本文
=-=-=-=-=

「連想という記憶の旅」を、ひとり歩む。
スーパーで買ったカブに青々とした葉っぱがついていたので細かく刻んで炒めようと思い、まな板に向かっていたら「そういえば、おかあさんも大根葉でよく作っていたなあ」と思いました。
そこから「そういえば、お父さんは、スイカの皮で漬物を作っていたな」
「スイカといえば、夫はスイカが好きだったなあ」と夫が食卓ですいかを食べる様子を思い浮かべてしんみりしました。
もし、ここでわたしが、しんみりついでに「パパはスイカが好きだったねえー!」と声に出したら、それを聞いた娘は、「うん。……でも、なんでいま、スイカ?!なんで急に?」となるでしょう。

=-=-=-=-=

課題用資料
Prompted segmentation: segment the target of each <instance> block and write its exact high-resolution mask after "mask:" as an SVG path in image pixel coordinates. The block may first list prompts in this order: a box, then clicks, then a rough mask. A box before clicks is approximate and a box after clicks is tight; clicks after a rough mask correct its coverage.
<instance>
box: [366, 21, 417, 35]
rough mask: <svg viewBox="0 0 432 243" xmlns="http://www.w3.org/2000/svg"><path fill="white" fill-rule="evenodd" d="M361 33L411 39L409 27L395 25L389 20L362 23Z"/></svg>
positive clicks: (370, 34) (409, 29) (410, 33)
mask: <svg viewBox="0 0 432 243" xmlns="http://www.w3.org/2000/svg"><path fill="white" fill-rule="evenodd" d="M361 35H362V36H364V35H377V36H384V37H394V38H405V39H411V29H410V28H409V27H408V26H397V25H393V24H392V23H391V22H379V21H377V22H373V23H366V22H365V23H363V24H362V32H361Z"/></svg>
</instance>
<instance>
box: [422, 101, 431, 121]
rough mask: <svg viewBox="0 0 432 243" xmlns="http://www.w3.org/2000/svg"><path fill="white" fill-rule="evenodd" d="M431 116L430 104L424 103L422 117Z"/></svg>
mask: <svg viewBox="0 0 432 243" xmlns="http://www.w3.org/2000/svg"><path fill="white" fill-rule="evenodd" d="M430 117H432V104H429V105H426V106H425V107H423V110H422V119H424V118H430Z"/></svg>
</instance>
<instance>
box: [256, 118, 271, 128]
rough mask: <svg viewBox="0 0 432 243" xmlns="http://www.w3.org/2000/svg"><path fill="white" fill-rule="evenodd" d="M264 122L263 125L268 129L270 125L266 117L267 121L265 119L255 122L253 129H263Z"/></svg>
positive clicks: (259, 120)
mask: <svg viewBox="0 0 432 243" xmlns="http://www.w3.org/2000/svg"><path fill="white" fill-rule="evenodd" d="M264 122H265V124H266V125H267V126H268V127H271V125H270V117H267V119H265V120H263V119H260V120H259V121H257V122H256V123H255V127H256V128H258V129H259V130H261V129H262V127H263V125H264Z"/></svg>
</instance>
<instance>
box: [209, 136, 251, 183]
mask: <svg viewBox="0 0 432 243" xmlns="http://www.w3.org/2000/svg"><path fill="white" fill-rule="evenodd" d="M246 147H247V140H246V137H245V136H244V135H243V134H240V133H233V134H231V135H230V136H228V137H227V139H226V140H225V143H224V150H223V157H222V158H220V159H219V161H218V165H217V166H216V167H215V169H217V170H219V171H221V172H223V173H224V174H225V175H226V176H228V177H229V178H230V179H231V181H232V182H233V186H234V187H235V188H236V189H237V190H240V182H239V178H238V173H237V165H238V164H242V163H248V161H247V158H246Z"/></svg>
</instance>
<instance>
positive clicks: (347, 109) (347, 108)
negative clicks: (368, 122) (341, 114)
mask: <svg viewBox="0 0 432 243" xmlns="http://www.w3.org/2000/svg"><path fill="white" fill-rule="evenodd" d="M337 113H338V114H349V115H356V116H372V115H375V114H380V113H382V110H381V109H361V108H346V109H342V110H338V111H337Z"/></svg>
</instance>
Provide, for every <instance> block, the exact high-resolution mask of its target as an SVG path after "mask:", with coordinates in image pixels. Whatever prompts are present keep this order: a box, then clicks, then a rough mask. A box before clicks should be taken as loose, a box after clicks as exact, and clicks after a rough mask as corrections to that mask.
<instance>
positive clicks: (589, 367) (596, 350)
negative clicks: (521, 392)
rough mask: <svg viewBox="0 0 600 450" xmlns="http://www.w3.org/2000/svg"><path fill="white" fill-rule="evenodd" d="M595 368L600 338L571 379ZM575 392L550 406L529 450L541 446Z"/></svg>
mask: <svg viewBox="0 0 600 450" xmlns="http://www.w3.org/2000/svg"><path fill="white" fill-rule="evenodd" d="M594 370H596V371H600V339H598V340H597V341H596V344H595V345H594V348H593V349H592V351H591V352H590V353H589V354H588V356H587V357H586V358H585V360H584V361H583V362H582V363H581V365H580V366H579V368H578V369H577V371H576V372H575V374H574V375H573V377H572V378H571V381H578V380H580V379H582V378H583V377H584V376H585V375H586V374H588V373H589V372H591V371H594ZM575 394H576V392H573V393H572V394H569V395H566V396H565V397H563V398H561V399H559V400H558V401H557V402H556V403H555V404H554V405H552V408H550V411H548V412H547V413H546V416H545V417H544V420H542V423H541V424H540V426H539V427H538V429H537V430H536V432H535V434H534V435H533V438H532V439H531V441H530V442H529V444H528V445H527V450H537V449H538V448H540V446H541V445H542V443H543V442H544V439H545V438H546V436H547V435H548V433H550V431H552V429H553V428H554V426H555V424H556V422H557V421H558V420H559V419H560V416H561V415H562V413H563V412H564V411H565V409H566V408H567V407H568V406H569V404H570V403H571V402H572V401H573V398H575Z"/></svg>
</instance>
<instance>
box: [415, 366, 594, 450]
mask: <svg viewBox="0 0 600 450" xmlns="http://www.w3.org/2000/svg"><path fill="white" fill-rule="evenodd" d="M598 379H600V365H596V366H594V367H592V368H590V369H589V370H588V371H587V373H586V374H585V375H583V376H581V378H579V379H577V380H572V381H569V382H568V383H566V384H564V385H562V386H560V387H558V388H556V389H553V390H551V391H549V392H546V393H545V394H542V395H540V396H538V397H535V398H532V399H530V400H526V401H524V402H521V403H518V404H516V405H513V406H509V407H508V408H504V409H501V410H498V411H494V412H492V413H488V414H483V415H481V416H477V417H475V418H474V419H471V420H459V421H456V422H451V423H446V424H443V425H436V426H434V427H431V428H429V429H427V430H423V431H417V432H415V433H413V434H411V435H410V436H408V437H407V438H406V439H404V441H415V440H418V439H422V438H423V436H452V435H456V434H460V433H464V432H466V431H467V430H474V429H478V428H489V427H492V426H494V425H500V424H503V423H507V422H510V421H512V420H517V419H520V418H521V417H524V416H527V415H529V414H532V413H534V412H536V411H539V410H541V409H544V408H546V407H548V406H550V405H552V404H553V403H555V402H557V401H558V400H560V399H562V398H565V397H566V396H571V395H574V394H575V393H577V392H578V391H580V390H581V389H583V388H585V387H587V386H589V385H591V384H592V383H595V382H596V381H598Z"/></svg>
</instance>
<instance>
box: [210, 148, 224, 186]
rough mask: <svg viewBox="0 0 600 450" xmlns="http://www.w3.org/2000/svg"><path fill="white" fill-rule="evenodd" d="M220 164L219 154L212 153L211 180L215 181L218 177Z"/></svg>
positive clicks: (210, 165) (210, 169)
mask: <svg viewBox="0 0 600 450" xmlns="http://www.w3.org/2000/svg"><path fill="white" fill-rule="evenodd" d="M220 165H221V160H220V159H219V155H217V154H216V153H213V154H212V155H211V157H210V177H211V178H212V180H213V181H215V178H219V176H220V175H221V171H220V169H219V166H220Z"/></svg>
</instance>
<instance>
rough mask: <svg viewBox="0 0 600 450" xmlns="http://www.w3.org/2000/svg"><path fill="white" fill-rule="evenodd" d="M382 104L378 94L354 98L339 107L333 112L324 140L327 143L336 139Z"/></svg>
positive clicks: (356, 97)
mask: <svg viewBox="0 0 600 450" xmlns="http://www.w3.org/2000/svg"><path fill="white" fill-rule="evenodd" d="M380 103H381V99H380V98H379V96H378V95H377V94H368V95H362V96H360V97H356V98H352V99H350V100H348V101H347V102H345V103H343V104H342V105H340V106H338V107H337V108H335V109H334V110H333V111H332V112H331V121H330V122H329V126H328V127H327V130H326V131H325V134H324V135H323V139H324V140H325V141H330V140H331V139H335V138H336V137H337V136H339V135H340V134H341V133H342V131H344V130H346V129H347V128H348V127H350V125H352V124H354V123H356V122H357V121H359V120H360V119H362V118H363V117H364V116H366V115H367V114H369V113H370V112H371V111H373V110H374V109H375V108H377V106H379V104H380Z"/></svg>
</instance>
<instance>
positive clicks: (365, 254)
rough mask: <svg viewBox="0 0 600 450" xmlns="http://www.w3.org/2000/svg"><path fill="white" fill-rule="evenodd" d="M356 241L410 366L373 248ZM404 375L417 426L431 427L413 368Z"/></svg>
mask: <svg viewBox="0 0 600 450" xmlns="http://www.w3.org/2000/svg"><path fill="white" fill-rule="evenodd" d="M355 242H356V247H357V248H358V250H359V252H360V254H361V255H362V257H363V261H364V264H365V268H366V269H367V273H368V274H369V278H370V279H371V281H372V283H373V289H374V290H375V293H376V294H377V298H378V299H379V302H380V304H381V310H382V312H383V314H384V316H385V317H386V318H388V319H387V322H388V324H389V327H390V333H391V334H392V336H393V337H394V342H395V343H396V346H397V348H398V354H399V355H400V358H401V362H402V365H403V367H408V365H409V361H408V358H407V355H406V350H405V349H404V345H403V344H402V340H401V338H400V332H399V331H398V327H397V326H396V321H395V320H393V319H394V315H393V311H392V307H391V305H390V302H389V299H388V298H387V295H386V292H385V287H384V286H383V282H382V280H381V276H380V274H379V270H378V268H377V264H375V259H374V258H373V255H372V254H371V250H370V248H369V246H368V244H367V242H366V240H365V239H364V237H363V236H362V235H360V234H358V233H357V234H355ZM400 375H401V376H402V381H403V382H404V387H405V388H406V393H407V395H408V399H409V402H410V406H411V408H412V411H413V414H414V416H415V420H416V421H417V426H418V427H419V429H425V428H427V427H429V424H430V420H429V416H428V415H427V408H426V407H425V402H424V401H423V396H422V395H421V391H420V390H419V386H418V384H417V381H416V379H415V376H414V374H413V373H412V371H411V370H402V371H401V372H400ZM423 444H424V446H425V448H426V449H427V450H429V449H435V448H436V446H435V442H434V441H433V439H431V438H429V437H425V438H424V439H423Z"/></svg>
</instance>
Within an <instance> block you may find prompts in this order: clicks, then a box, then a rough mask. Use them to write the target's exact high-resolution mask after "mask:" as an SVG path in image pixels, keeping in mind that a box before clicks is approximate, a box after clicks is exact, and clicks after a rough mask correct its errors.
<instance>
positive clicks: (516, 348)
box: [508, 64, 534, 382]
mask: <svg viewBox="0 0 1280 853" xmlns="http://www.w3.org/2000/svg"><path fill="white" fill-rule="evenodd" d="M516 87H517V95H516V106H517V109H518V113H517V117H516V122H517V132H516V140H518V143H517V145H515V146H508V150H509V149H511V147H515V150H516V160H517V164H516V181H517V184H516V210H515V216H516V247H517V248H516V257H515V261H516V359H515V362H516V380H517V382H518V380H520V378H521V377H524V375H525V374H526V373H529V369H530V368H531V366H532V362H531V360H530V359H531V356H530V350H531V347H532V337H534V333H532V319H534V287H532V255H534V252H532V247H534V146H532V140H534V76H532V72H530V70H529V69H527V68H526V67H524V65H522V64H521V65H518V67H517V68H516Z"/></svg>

=-=-=-=-=

やること
1. 本文のうち「スーパーで買ったカブに」で始まる段落を、要点を残して短く書き直してください。
2. リストの冒頭から「box: [366, 21, 417, 35]」を含む行までを、両端の行も含めてそのまま抜き出してください。
本文とリストは、それぞれ別の出どころから取られたものです。

解答例
1. スーパーで買ったカブの葉を刻んで炒めようとまな板に向かったとき、おかあさんも大根葉でよく作っていたことを思い出した。

2.
Prompted segmentation: segment the target of each <instance> block and write its exact high-resolution mask after "mask:" as an SVG path in image pixel coordinates. The block may first list prompts in this order: a box, then clicks, then a rough mask. A box before clicks is approximate and a box after clicks is tight; clicks after a rough mask correct its coverage.
<instance>
box: [366, 21, 417, 35]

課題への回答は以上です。